* _Data supplied_:
• • • • •
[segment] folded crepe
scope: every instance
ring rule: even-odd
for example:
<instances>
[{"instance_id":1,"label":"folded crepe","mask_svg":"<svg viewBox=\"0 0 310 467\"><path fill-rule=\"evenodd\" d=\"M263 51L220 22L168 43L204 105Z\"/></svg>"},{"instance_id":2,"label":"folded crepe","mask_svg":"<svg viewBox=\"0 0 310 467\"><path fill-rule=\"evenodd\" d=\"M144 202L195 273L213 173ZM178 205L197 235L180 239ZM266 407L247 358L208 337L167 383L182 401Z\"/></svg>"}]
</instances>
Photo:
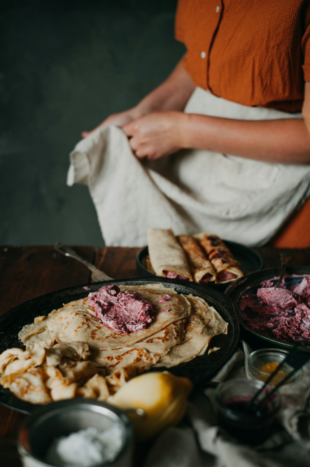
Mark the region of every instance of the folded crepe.
<instances>
[{"instance_id":1,"label":"folded crepe","mask_svg":"<svg viewBox=\"0 0 310 467\"><path fill-rule=\"evenodd\" d=\"M194 235L208 255L216 272L215 283L224 283L235 280L243 275L227 246L219 237L203 232Z\"/></svg>"},{"instance_id":2,"label":"folded crepe","mask_svg":"<svg viewBox=\"0 0 310 467\"><path fill-rule=\"evenodd\" d=\"M215 269L197 241L190 235L179 235L177 238L186 253L195 282L206 284L215 281Z\"/></svg>"},{"instance_id":3,"label":"folded crepe","mask_svg":"<svg viewBox=\"0 0 310 467\"><path fill-rule=\"evenodd\" d=\"M193 281L185 252L171 229L149 228L150 260L157 276Z\"/></svg>"}]
</instances>

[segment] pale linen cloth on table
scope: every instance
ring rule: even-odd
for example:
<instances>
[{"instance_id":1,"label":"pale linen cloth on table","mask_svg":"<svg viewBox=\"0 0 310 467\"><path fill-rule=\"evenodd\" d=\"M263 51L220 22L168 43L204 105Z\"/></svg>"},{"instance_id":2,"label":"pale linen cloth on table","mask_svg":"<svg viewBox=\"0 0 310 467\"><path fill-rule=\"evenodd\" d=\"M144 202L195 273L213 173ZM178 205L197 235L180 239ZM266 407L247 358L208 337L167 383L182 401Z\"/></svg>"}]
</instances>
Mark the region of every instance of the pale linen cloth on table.
<instances>
[{"instance_id":1,"label":"pale linen cloth on table","mask_svg":"<svg viewBox=\"0 0 310 467\"><path fill-rule=\"evenodd\" d=\"M251 349L239 348L212 381L249 376ZM242 350L241 350L242 349ZM143 467L306 467L310 466L310 364L279 389L282 409L279 429L263 444L253 447L230 437L217 425L214 389L190 402L185 421L166 429L152 446Z\"/></svg>"},{"instance_id":2,"label":"pale linen cloth on table","mask_svg":"<svg viewBox=\"0 0 310 467\"><path fill-rule=\"evenodd\" d=\"M247 120L301 118L242 106L197 88L185 111ZM272 157L272 155L270 154ZM310 195L310 166L271 164L183 150L152 163L133 156L116 127L99 128L70 154L67 184L88 185L106 244L141 246L148 227L210 232L265 243Z\"/></svg>"}]
</instances>

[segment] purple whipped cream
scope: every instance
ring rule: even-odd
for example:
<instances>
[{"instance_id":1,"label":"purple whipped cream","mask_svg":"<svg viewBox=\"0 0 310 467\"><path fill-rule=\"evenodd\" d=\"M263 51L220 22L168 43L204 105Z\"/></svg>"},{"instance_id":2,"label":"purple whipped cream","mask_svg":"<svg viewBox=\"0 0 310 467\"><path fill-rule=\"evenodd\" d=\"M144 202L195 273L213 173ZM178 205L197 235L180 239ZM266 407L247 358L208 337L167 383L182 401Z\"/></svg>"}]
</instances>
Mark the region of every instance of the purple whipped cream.
<instances>
[{"instance_id":1,"label":"purple whipped cream","mask_svg":"<svg viewBox=\"0 0 310 467\"><path fill-rule=\"evenodd\" d=\"M154 319L154 305L138 292L121 292L117 285L105 285L91 292L88 298L99 321L123 334L145 329Z\"/></svg>"},{"instance_id":2,"label":"purple whipped cream","mask_svg":"<svg viewBox=\"0 0 310 467\"><path fill-rule=\"evenodd\" d=\"M310 276L300 277L298 283L281 288L273 278L256 290L246 289L239 300L244 324L284 342L310 340Z\"/></svg>"}]
</instances>

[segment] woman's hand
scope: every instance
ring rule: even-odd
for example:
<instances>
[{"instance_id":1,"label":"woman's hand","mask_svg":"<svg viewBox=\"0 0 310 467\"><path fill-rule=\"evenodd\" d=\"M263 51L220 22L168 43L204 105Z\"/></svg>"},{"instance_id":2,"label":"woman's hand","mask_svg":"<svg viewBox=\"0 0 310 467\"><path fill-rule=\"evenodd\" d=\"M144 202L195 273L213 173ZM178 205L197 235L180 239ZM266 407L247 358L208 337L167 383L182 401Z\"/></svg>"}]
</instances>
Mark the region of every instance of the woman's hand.
<instances>
[{"instance_id":1,"label":"woman's hand","mask_svg":"<svg viewBox=\"0 0 310 467\"><path fill-rule=\"evenodd\" d=\"M181 149L186 114L180 112L157 112L128 123L123 129L138 159L156 160Z\"/></svg>"},{"instance_id":2,"label":"woman's hand","mask_svg":"<svg viewBox=\"0 0 310 467\"><path fill-rule=\"evenodd\" d=\"M86 138L95 130L101 128L101 127L106 126L108 125L115 125L117 127L122 127L124 125L140 117L141 114L140 111L135 107L129 109L128 110L125 110L124 112L119 112L117 113L112 113L93 130L91 130L90 131L83 131L82 133L82 138Z\"/></svg>"}]
</instances>

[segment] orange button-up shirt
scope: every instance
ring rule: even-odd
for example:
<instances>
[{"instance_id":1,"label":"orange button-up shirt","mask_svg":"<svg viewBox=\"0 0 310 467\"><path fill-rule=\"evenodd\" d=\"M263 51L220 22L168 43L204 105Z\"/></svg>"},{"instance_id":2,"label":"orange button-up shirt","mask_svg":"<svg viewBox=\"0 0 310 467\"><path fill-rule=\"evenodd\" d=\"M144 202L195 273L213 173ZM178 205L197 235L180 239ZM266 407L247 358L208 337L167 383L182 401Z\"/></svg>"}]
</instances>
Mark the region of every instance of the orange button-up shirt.
<instances>
[{"instance_id":1,"label":"orange button-up shirt","mask_svg":"<svg viewBox=\"0 0 310 467\"><path fill-rule=\"evenodd\" d=\"M309 0L179 0L175 37L196 86L246 106L301 110Z\"/></svg>"}]
</instances>

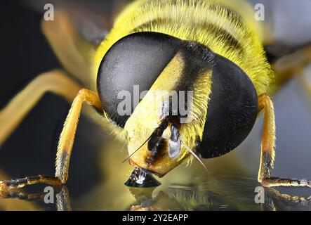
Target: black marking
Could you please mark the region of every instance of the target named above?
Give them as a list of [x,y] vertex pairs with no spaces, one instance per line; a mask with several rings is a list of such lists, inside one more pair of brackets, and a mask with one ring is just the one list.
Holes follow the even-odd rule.
[[[126,91],[133,97],[134,85],[139,85],[140,92],[149,90],[182,43],[164,34],[135,33],[118,41],[105,54],[98,70],[98,91],[103,109],[118,126],[124,127],[131,115],[118,113],[118,105],[126,101],[118,99],[118,94]],[[133,99],[129,105],[133,112]]]
[[158,186],[161,185],[161,183],[157,181],[148,171],[136,167],[124,184],[134,188],[151,188]]
[[168,140],[168,155],[173,159],[178,156],[180,153],[181,139],[180,134],[176,125],[171,125],[171,137]]
[[199,153],[224,155],[249,135],[258,114],[258,96],[250,78],[237,65],[216,55],[206,122]]

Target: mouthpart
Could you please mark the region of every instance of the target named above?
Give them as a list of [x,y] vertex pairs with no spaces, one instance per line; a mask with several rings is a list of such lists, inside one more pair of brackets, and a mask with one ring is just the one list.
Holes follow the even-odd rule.
[[161,185],[152,174],[145,169],[135,167],[124,184],[132,188],[152,188]]

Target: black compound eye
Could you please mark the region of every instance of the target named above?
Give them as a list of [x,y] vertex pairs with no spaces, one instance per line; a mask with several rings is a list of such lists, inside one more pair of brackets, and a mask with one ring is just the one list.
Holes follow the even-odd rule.
[[237,65],[217,56],[202,141],[204,158],[224,155],[238,146],[252,129],[258,113],[258,96],[251,79]]
[[102,107],[118,126],[124,125],[141,100],[178,51],[182,41],[154,32],[130,34],[104,56],[98,73]]

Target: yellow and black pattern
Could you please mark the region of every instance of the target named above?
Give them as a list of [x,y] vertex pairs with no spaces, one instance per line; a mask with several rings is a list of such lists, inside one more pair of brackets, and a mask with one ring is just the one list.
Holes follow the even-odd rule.
[[120,39],[155,32],[200,43],[234,62],[250,77],[260,96],[267,91],[273,73],[256,28],[221,0],[138,0],[118,17],[99,46],[93,76],[107,51]]

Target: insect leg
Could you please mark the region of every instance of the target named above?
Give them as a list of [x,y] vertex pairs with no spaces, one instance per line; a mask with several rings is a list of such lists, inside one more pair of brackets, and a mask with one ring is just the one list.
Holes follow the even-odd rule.
[[101,102],[95,92],[88,89],[81,89],[72,103],[58,142],[56,156],[55,176],[36,176],[11,181],[0,181],[0,191],[22,188],[26,185],[46,184],[59,186],[66,183],[68,178],[69,164],[74,143],[80,112],[82,104],[87,103],[98,110],[101,110]]
[[85,89],[79,91],[69,111],[58,142],[55,176],[58,177],[62,184],[66,183],[68,178],[69,162],[74,135],[84,102],[98,110],[102,110],[101,102],[96,93]]
[[60,70],[39,75],[0,111],[0,146],[44,94],[51,91],[72,102],[79,89],[81,86],[78,83]]
[[271,177],[270,169],[273,167],[275,146],[275,121],[273,103],[267,94],[258,98],[259,111],[263,110],[263,131],[261,139],[260,163],[258,181],[266,187],[274,186],[308,186],[311,181]]

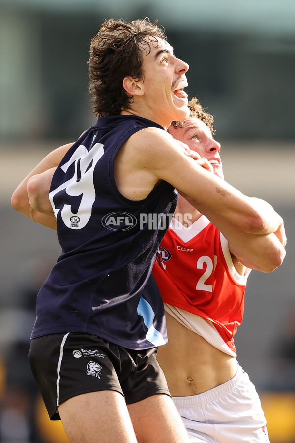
• • • • •
* _What to produce_: Pick out every line of the items above that contains the word "button", and copy each such line in full.

* _Answer to this problem_:
[segment] orange button-up shirt
[{"instance_id":1,"label":"orange button-up shirt","mask_svg":"<svg viewBox=\"0 0 310 467\"><path fill-rule=\"evenodd\" d=\"M263 51L220 22L168 43L204 105Z\"/></svg>"},{"instance_id":2,"label":"orange button-up shirt","mask_svg":"<svg viewBox=\"0 0 310 467\"><path fill-rule=\"evenodd\" d=\"M144 202L195 273L213 173ZM178 205L197 235L180 239ZM266 407L247 358L208 337L167 383L182 401Z\"/></svg>"}]
Mark the region of every instance of the orange button-up shirt.
[{"instance_id":1,"label":"orange button-up shirt","mask_svg":"<svg viewBox=\"0 0 310 467\"><path fill-rule=\"evenodd\" d=\"M309 0L179 0L175 37L196 86L246 106L301 110Z\"/></svg>"}]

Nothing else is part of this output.